───── QUOTED PASSAGE
Interstate visitors on their L or P plates must follow the license conditions set of their home state rather than conditions placed upon license-holders of the state which they are visiting i.e, a driver holding an SA provisional license who is visiting New South Wales is able to legally drive at 100 km/h, whereas a NSW provisional driver is restricted to 90 km/h.

Drivers who move interstate must apply for a new driver's licence within three to six months of moving depending on the state they are moving to. Unless a driving test is required, there is no charge for a conversion from a current interstate licence. Usually, licences are converted in the same day, to the same or equivalent class, or, in the case of the conversion of a non-GLS licence to a GLS system, a P1 or P2 licence is issued, depending on the length of time that the holder of the licence has been driving. The licence may need to be confirmed by obtaining a letter from the interstate licence issuing authority (on their letterhead) confirming the licence details (including first issue date) and status.

Drivers moving states may be eligible to upgrade their licence class, due to the varying age rules that apply in each state. For example, a Victorian learner driver who moves to NSW may be eligible to sit the driving test to obtain a P1 licence. However, drivers who are under 18 will not be able to obtain the same licence class in Victoria, where one must be at least 18 to do so. Another example is a Victorian over 25 moving to Tasmania, SA, QLD or WA will be able to obtain a full licence after having held their Ps for 12 months in Victoria despite the fact that the probationary period for over-21-year-olds in Victoria is 3 years.

Interstate commercial driving jobs
Most states do not allow a person to have an interstate commercial driving job if the person does not "reside" in that state.  For example, a person with a Queensland Driver's Licence and Driver's Authority (a variation of the wording Driver's Accreditation) cannot obtain a commercial driving job in South Australia unless that person registers a "residential" address in South Australia, even though they may not live there, and swap over the Driver's Licence and obtain a new Driver's Accreditation.

Suspension or cancellation of licence

Each state has a demerit points system that leads to the suspension of a driver's licence if the demerit point threshold is reached. The rules vary, but road authorities share information about interstate offenses.
──────────
───── DATA TO EXAMINE
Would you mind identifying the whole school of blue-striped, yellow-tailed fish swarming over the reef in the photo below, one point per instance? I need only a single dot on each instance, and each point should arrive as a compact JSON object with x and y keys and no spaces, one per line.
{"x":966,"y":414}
──────────
───── DATA TO EXAMINE
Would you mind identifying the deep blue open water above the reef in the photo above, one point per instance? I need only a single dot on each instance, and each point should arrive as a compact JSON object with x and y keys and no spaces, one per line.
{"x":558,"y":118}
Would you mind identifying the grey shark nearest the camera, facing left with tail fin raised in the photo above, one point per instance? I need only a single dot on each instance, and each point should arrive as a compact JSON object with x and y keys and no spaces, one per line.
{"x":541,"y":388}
──────────
───── DATA TO EXAMINE
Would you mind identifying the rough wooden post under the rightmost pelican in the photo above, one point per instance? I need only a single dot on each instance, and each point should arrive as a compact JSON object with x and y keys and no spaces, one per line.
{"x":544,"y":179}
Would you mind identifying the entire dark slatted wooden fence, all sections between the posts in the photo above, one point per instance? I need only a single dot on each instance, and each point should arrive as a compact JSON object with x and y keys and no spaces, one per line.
──────────
:: EXPLORE THE MATERIAL ::
A – Reproduce verbatim the stretch of the text on interstate driving rules from "Interstate commercial driving jobs" through "new Driver's Accreditation.".
B – Translate this sentence from the text on interstate driving rules into Spanish: "Unless a driving test is required, there is no charge for a conversion from a current interstate licence."

:: RESPONSES IN ORDER ::
A –
Interstate commercial driving jobs
Most states do not allow a person to have an interstate commercial driving job if the person does not "reside" in that state.  For example, a person with a Queensland Driver's Licence and Driver's Authority (a variation of the wording Driver's Accreditation) cannot obtain a commercial driving job in South Australia unless that person registers a "residential" address in South Australia, even though they may not live there, and swap over the Driver's Licence and obtain a new Driver's Accreditation.

B – A menos que se requiera un examen de manejo, la conversión de una licencia interestatal vigente no tiene costo.